* [ASSIGNMENT]:
Only one stretch of the records below is wanted: the lines from the one holding "point(26, 114)" through the one holding "point(164, 166)". Return it exactly, both ends included.
+++ EXCERPTED DATA +++
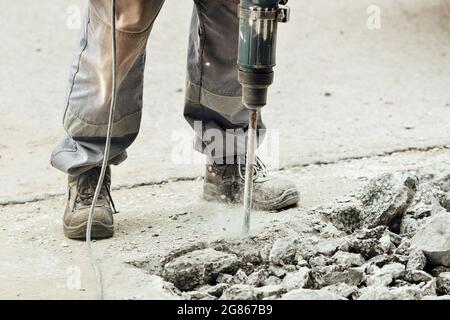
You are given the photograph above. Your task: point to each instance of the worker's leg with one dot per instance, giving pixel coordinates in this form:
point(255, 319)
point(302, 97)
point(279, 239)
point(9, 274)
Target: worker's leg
point(213, 97)
point(89, 94)
point(214, 109)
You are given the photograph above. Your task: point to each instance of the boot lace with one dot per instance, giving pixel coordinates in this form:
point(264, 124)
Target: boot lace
point(86, 190)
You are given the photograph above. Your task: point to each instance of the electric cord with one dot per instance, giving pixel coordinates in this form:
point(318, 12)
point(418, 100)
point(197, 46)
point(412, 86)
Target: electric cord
point(90, 253)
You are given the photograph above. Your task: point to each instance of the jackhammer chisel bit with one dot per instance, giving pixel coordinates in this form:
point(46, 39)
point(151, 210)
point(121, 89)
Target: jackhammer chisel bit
point(257, 51)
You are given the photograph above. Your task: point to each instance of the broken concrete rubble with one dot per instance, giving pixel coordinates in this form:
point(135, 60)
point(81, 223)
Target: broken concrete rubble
point(386, 275)
point(199, 267)
point(284, 251)
point(297, 280)
point(443, 283)
point(308, 294)
point(434, 239)
point(372, 259)
point(239, 292)
point(386, 198)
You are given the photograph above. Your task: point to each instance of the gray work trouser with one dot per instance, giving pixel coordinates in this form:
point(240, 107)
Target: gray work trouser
point(213, 93)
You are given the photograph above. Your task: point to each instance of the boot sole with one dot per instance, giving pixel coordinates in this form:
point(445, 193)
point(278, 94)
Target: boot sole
point(288, 199)
point(99, 231)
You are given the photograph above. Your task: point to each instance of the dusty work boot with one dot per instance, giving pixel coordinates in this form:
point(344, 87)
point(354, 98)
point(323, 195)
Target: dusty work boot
point(81, 195)
point(225, 183)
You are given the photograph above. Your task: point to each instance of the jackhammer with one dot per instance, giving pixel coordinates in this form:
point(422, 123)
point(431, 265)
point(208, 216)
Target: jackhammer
point(257, 54)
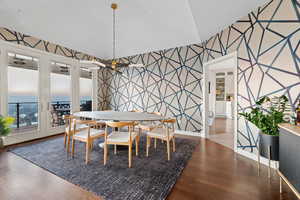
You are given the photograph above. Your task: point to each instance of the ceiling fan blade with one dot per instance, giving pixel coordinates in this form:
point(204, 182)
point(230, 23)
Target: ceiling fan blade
point(136, 65)
point(92, 62)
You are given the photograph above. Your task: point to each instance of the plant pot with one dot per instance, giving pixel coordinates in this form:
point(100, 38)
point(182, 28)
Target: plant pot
point(266, 141)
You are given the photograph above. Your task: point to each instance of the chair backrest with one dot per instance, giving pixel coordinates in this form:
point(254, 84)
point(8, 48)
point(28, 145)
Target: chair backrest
point(136, 111)
point(68, 121)
point(118, 125)
point(166, 123)
point(89, 123)
point(156, 113)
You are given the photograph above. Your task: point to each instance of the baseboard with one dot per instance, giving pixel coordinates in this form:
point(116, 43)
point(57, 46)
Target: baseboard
point(189, 133)
point(254, 157)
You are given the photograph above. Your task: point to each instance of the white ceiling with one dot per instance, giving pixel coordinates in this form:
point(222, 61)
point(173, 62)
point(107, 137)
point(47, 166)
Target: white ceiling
point(142, 25)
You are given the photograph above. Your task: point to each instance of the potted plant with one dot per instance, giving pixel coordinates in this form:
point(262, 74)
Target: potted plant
point(266, 115)
point(5, 123)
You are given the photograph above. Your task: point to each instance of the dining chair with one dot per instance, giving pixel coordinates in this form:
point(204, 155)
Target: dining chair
point(86, 135)
point(120, 137)
point(69, 130)
point(136, 110)
point(149, 126)
point(165, 133)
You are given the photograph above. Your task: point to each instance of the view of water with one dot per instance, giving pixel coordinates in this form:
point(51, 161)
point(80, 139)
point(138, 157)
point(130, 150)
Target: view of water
point(25, 109)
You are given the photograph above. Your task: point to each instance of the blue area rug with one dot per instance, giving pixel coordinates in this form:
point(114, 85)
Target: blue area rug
point(149, 178)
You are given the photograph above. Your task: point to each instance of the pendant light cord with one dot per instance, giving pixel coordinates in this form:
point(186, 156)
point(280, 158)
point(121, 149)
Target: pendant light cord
point(114, 34)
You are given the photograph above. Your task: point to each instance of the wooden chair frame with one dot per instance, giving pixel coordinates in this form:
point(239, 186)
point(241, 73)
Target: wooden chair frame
point(68, 132)
point(89, 140)
point(166, 137)
point(119, 125)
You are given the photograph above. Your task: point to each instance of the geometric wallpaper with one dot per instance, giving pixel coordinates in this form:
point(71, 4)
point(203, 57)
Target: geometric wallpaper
point(268, 48)
point(29, 41)
point(170, 84)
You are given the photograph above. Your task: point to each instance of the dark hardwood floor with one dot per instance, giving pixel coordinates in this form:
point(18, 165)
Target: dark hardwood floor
point(214, 172)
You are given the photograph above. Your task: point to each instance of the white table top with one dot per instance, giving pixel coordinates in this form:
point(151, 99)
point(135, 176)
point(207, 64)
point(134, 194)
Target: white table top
point(119, 116)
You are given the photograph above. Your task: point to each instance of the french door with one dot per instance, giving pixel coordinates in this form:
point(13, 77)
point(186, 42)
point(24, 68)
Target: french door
point(37, 88)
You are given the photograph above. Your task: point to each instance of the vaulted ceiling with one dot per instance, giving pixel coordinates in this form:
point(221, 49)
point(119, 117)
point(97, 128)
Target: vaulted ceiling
point(142, 25)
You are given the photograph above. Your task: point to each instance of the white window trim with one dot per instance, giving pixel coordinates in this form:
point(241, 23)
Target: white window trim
point(45, 59)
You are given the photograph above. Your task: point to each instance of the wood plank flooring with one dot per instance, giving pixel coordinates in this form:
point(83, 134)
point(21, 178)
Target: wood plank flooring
point(214, 172)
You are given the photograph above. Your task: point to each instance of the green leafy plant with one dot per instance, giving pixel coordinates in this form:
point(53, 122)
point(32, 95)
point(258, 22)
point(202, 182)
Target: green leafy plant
point(267, 114)
point(5, 123)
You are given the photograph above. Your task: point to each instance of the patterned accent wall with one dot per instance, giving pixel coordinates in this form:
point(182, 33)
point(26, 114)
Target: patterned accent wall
point(29, 41)
point(170, 84)
point(268, 47)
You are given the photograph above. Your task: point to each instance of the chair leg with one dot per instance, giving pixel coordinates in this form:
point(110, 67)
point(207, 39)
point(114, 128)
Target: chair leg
point(129, 155)
point(73, 147)
point(105, 154)
point(87, 152)
point(65, 140)
point(168, 149)
point(147, 146)
point(174, 149)
point(137, 145)
point(92, 145)
point(68, 143)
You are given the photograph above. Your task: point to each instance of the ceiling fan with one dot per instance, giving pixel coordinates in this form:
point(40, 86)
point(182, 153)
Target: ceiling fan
point(111, 64)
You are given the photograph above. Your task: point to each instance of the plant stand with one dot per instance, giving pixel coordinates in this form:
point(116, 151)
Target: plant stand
point(269, 157)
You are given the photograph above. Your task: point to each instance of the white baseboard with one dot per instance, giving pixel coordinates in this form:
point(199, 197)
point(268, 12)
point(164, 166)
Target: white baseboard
point(190, 133)
point(254, 157)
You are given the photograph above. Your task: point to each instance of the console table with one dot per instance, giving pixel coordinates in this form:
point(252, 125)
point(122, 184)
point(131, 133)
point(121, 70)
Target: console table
point(289, 157)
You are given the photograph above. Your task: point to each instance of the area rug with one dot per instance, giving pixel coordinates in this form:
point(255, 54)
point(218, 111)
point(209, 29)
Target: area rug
point(150, 178)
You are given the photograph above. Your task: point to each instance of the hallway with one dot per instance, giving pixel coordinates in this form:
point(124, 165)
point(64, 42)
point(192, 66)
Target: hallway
point(222, 133)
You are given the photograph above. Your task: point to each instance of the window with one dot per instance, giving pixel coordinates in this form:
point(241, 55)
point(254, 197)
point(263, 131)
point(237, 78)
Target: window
point(60, 93)
point(85, 89)
point(23, 81)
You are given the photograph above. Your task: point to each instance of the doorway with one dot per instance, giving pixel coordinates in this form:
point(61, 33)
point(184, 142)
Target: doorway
point(220, 100)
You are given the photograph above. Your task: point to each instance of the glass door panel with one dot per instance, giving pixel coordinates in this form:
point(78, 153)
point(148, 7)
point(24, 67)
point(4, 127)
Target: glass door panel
point(23, 95)
point(85, 89)
point(60, 93)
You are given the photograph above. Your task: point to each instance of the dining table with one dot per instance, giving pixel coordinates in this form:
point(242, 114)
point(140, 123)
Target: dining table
point(119, 116)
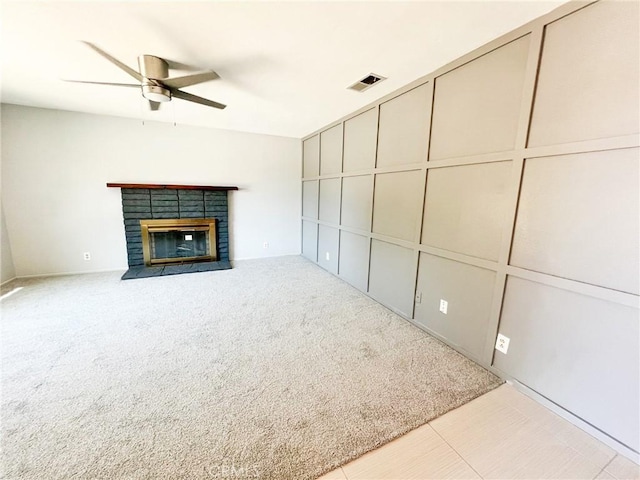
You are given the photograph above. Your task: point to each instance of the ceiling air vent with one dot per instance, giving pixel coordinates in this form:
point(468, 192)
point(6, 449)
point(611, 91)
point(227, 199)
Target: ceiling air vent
point(367, 82)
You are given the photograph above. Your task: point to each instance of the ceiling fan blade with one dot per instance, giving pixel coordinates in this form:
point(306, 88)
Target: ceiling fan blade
point(104, 83)
point(115, 61)
point(180, 82)
point(195, 99)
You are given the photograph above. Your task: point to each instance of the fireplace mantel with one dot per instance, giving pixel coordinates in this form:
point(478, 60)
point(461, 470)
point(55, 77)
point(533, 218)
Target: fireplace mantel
point(177, 187)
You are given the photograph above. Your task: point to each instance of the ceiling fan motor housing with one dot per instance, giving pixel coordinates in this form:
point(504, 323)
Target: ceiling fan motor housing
point(154, 68)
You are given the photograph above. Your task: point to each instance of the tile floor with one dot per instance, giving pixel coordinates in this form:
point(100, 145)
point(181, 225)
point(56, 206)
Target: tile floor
point(500, 435)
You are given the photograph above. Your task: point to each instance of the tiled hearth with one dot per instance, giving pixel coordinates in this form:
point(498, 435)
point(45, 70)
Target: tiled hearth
point(176, 202)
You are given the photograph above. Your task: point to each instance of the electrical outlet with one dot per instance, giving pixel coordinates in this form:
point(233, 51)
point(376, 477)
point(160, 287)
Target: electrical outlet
point(444, 306)
point(502, 343)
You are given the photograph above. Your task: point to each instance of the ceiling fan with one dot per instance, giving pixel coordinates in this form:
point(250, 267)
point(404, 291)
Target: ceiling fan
point(154, 80)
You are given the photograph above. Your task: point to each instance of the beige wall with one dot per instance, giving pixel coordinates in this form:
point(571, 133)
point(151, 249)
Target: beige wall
point(506, 184)
point(55, 166)
point(7, 269)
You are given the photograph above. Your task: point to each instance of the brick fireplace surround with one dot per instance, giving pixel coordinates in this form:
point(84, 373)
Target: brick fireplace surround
point(152, 201)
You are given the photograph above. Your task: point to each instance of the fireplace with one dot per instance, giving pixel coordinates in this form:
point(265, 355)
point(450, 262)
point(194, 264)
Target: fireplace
point(173, 229)
point(178, 240)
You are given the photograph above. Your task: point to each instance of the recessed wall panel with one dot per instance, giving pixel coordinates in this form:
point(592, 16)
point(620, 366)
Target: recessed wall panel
point(357, 193)
point(397, 203)
point(468, 292)
point(331, 150)
point(328, 248)
point(310, 240)
point(392, 276)
point(476, 107)
point(360, 138)
point(579, 218)
point(579, 351)
point(310, 199)
point(311, 157)
point(354, 259)
point(589, 76)
point(330, 200)
point(465, 208)
point(403, 131)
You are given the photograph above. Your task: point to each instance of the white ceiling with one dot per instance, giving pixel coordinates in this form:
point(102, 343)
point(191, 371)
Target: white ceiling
point(284, 66)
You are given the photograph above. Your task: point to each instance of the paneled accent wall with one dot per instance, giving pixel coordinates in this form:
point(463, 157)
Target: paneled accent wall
point(507, 184)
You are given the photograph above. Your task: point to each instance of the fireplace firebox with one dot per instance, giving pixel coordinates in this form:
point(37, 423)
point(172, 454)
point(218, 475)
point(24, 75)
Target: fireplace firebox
point(185, 228)
point(178, 240)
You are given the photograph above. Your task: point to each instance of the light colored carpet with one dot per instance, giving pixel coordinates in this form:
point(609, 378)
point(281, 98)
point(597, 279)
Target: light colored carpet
point(272, 370)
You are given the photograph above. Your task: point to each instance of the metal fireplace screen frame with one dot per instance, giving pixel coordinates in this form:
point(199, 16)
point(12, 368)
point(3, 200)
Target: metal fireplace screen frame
point(186, 225)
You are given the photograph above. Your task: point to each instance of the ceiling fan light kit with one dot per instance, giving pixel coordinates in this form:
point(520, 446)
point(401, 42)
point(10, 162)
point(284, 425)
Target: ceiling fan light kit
point(157, 87)
point(154, 68)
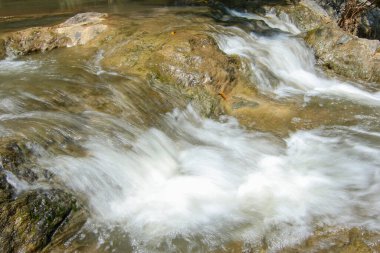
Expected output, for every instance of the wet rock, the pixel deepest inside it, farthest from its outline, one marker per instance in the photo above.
(336, 50)
(345, 54)
(2, 49)
(31, 221)
(306, 14)
(6, 189)
(77, 30)
(185, 57)
(353, 240)
(193, 60)
(16, 158)
(369, 27)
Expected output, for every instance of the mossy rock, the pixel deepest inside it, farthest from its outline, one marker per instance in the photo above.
(2, 49)
(29, 223)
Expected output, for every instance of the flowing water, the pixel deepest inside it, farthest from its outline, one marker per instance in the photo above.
(157, 176)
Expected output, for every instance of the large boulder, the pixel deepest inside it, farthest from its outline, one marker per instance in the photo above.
(77, 30)
(336, 50)
(345, 54)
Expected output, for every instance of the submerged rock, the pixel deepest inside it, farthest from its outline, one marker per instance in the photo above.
(77, 30)
(31, 221)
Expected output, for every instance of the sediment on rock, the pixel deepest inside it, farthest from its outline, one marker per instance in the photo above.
(77, 30)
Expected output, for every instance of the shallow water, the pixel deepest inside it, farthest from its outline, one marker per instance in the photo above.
(157, 176)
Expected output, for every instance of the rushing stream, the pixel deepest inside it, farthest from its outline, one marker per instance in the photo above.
(157, 176)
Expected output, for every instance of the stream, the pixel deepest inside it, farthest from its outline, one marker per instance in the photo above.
(158, 176)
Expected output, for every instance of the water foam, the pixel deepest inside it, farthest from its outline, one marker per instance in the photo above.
(213, 180)
(284, 66)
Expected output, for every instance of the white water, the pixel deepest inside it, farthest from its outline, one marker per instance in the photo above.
(213, 179)
(284, 66)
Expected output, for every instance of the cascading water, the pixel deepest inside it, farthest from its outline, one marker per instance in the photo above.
(177, 182)
(282, 64)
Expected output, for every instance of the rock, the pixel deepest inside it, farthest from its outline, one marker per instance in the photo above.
(186, 58)
(16, 158)
(77, 30)
(369, 27)
(192, 61)
(6, 189)
(345, 54)
(2, 49)
(354, 240)
(336, 50)
(31, 221)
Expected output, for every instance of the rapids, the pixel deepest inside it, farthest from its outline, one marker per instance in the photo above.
(160, 177)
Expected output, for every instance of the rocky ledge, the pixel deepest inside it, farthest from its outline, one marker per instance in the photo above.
(77, 30)
(336, 50)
+++
* [EXERCISE RESPONSE]:
point(26, 114)
Target: patterned accent wall
point(29, 41)
point(170, 84)
point(268, 47)
You are given the photograph above. Your task: point to each instance of the chair leg with one dot per instance, giving pixel coordinates in this form:
point(110, 67)
point(207, 39)
point(114, 128)
Target: chair leg
point(129, 155)
point(73, 147)
point(105, 154)
point(87, 152)
point(65, 140)
point(168, 149)
point(147, 146)
point(174, 149)
point(137, 145)
point(92, 145)
point(68, 143)
You are given the photograph above. Your task: point to each instance of the ceiling fan with one dot per instance, giving pixel coordinates in this form:
point(40, 86)
point(182, 153)
Target: ceiling fan
point(111, 64)
You are given the photograph above. Your task: point to each instance of the plant stand with one dot per instance, giving pixel coordinates in this form:
point(116, 151)
Target: plant stand
point(269, 157)
You are given the photograph above. Your task: point to each instance of the white baseboard with one dot per instance, giving pixel coordinates in this form:
point(199, 197)
point(268, 12)
point(164, 166)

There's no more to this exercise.